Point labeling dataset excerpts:
--------
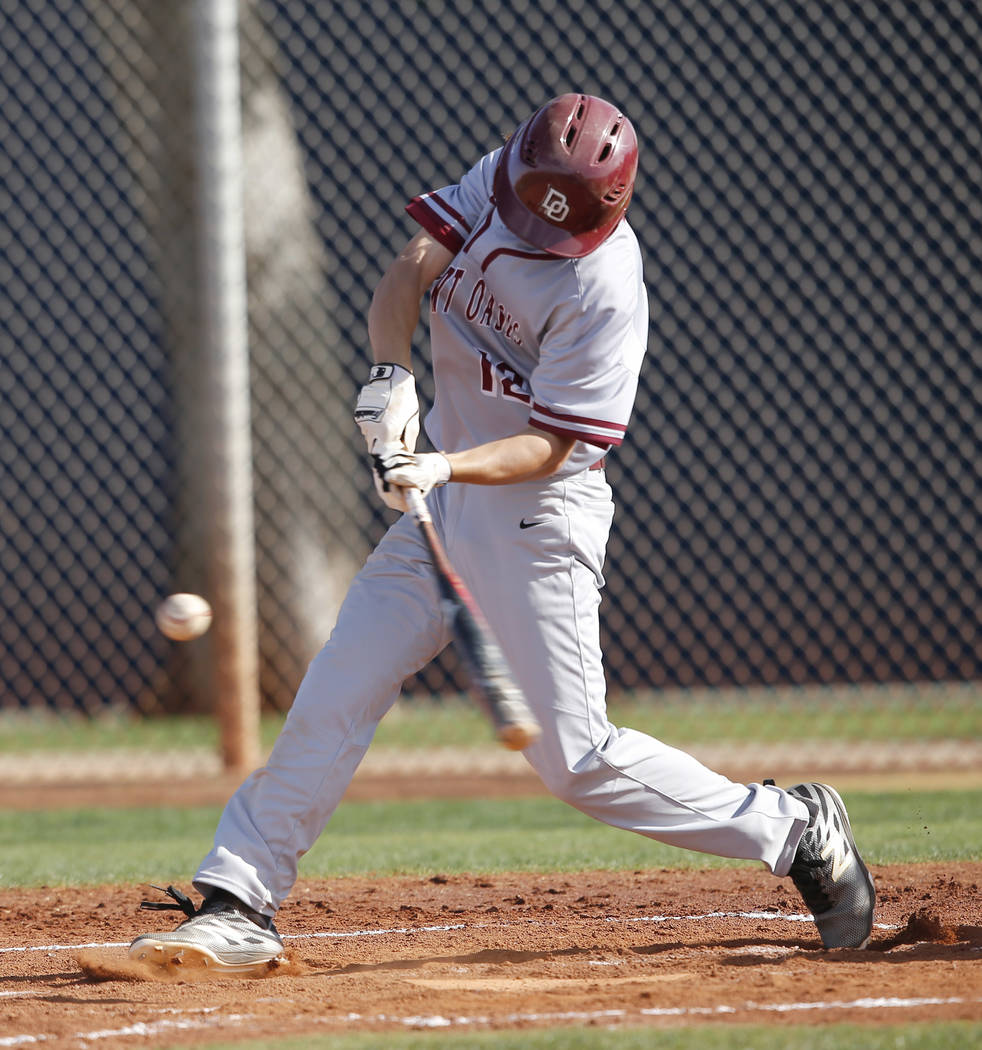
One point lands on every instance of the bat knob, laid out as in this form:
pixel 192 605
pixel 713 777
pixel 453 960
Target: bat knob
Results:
pixel 517 736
--------
Rewrite the listing with "bat knob" changed to "bat handle" everywhere and nothing else altered, leaving out the pictures.

### FINAL ANSWER
One point lands on every instance of the bat handle, laid out as in this form:
pixel 192 605
pixel 713 777
pixel 453 960
Target: bat handle
Results:
pixel 517 736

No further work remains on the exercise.